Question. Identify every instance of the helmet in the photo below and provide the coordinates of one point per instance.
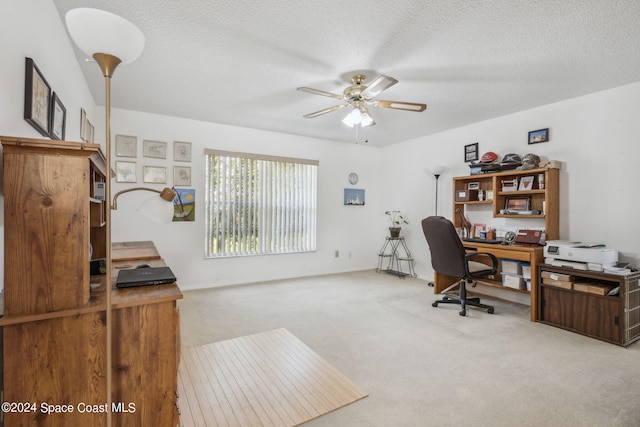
(489, 157)
(511, 158)
(530, 161)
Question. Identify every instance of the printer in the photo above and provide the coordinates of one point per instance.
(579, 255)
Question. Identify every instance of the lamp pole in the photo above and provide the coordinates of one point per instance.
(439, 170)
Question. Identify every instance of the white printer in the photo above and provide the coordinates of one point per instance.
(579, 255)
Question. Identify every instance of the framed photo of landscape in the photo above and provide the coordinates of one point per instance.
(37, 98)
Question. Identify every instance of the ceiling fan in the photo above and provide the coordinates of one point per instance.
(359, 96)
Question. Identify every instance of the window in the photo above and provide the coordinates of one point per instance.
(257, 205)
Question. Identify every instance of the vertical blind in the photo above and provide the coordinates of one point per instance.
(258, 205)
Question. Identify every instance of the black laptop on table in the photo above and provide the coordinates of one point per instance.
(145, 276)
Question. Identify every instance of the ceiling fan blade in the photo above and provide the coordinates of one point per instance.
(320, 92)
(325, 111)
(378, 85)
(396, 105)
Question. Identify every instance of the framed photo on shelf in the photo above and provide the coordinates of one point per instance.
(182, 176)
(126, 146)
(58, 119)
(471, 152)
(126, 172)
(526, 183)
(517, 203)
(536, 136)
(154, 174)
(37, 98)
(155, 149)
(181, 151)
(477, 228)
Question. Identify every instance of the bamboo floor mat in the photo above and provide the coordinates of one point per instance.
(265, 379)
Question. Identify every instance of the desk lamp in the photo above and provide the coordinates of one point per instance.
(110, 40)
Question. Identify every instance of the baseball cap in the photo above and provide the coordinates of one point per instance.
(489, 157)
(511, 158)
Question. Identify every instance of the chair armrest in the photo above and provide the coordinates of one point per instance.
(491, 269)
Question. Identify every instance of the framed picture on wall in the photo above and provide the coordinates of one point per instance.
(58, 119)
(181, 151)
(154, 174)
(37, 98)
(155, 149)
(126, 146)
(126, 172)
(471, 152)
(536, 136)
(182, 176)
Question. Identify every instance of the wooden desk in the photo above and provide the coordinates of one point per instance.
(58, 357)
(531, 254)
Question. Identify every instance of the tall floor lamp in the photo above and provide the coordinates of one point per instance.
(439, 170)
(110, 40)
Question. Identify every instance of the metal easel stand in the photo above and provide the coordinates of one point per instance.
(395, 252)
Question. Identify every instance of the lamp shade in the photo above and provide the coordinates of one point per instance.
(98, 31)
(157, 209)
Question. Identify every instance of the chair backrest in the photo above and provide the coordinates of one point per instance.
(447, 251)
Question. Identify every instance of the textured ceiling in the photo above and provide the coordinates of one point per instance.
(239, 62)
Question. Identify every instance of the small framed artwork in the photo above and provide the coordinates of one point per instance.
(353, 197)
(37, 98)
(471, 152)
(536, 136)
(154, 174)
(182, 176)
(519, 203)
(155, 149)
(126, 146)
(526, 183)
(58, 119)
(477, 228)
(181, 151)
(126, 172)
(83, 125)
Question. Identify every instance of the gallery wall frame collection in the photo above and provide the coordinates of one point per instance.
(43, 108)
(126, 147)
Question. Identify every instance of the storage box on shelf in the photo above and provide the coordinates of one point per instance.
(599, 305)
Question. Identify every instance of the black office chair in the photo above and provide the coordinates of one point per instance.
(449, 257)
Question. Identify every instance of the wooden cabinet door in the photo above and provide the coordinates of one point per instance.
(557, 307)
(604, 318)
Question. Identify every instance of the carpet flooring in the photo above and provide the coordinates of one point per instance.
(426, 366)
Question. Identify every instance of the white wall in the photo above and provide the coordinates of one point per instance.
(33, 28)
(594, 136)
(347, 229)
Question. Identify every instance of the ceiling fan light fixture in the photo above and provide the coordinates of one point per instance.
(366, 119)
(353, 118)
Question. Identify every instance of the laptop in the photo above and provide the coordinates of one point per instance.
(144, 276)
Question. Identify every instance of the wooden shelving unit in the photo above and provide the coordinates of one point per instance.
(54, 326)
(546, 200)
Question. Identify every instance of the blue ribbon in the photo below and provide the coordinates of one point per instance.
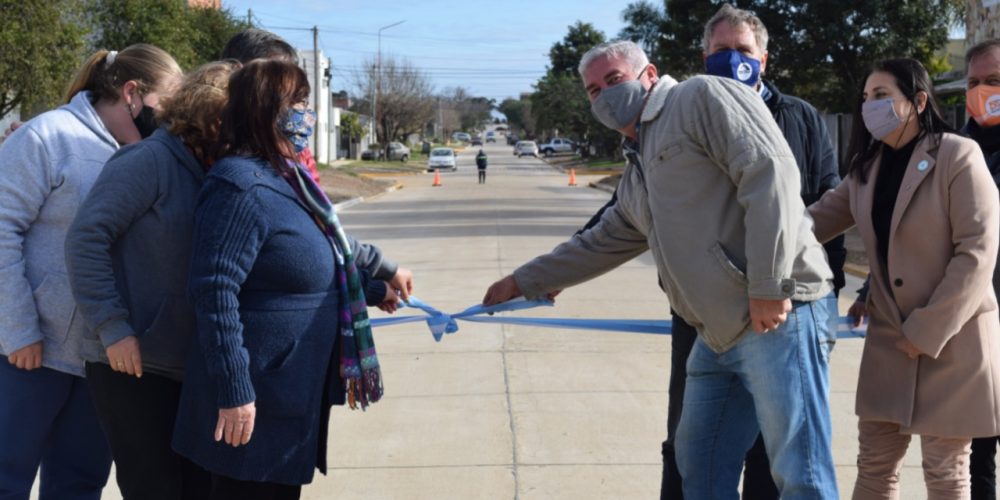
(442, 323)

-=-=-=-=-

Set aside the pictures. Then return every line of the material above verbatim.

**Answer box**
Question. Identify every instance of the helmet in the photo below and provide the coordinates of one point per instance.
(489, 157)
(511, 158)
(530, 161)
Question. Identify every instance of the printer in the photo above and provide the coordinates of one point per instance.
(579, 255)
Question. Identify every instance of the lamp pole in the photo above and provide the coordinates of one point per instance.
(439, 170)
Question. Identify every instance of the white printer in the photo above and provide the coordinates of one point per instance.
(579, 255)
Question. Identify every instance of the framed photo of landscape in the photo above and provide the coordinates of one point per instance.
(37, 98)
Question. Identify every instance of the ceiling fan in the photo above and provide the coordinates of one point per instance.
(359, 96)
Question. Identify every instance of the window in the photo above and provide the coordinates of one point per instance.
(257, 205)
Question. Identify every instance of the vertical blind in the photo above and provide the coordinates of one point per instance.
(258, 205)
Question. Identify every instance of the black laptop on table in the photo above and provide the coordinates of one point per instance.
(145, 276)
Question. Identify every instance of the ceiling fan blade in the photo above and provide the coordinates of one point per instance.
(320, 92)
(325, 111)
(378, 85)
(396, 105)
Question. Identify every instance of the framed photo on shelf in the photo above and provide the coordinates of one point per instance.
(182, 176)
(126, 146)
(58, 119)
(471, 152)
(126, 172)
(526, 183)
(517, 203)
(536, 136)
(154, 174)
(37, 98)
(155, 149)
(181, 151)
(477, 228)
Question. Identify every instance of the bamboo floor mat in the photo above and provide the coordinates of one point per instance.
(265, 379)
Question. Identify every instance of the desk lamp in the photo above and provide the coordinates of one point per instance.
(110, 40)
Question. Identify every instance of the baseball cap in the photo above and provide the coordinates of one point per instance.
(489, 157)
(511, 158)
Question. Identify every instance of the chair armrest in the photo above and provide the coordinates of one point per instance.
(491, 269)
Question. Identify every instance of the framed picture on wall in the photo above and provide the coordinates of one point per instance.
(58, 119)
(181, 151)
(154, 174)
(37, 98)
(155, 149)
(126, 146)
(126, 172)
(471, 152)
(536, 136)
(182, 176)
Question. Identify every instance of the wooden desk in the photo above and provide the coordinates of one point per instance.
(58, 357)
(531, 254)
Question. Identify every instance of the tall floor lamp in the photo above and provide the coordinates of one point per instance.
(439, 170)
(110, 40)
Question. Identify every instance of the metal easel stand in the photo above and provide the coordinates of one point per instance.
(395, 252)
Question. Identify every instance of the lamp shade in the photo above and provide the coordinates of one point per instance.
(98, 31)
(157, 209)
Question. Identify every instance of the chair backrest in the photo above and provide the coordinates of one point per instance.
(447, 251)
Question. Identify every instance of the textured ceiling in the photo above and provide the coordinates of one point per instance.
(239, 62)
Question. Identify every instance of the small framed artwork in the photo above and provide the coordinates of one point per instance.
(353, 197)
(37, 98)
(471, 152)
(536, 136)
(154, 174)
(182, 176)
(519, 203)
(155, 149)
(126, 146)
(526, 183)
(58, 119)
(477, 228)
(181, 151)
(126, 172)
(83, 125)
Question. Identify every instance of the gallery wall frame collection in the photo above and provide the coordinates of one point per instance.
(43, 108)
(126, 147)
Question. Identify every instance of the storage box on shelf in the photo above and provide the coordinates of one point per instance.
(599, 305)
Question. Identify every instance of the black office chair in the photo above and provide the coordinates of one point per instance.
(449, 257)
Question. Identify every instance of the wooden cabinet door in the photo above and provide the coordinates of one point per instance.
(557, 307)
(604, 318)
Question. Identify every instance of the carpet flooring in the photo above and provide the coordinates of one point per instance.
(426, 366)
Question. Identify every instance of the white wall in the photo above and provide the coordinates of one point per instance.
(33, 28)
(594, 136)
(347, 229)
Question. Identify every instance of the ceiling fan light fixture in the photo above and provide the coordinates of one point per instance.
(366, 119)
(353, 118)
Question. Identify every instance of the laptop in the photo above and provide the coordinates of one point per instance.
(144, 276)
Question. Identify every instance of the wooden shelving unit in the photo above and provide the coordinates of one point per instance.
(54, 326)
(546, 200)
Question. Identify every instance of the blue ribbon in the photo below and provide the coordinates of one point per instance.
(442, 323)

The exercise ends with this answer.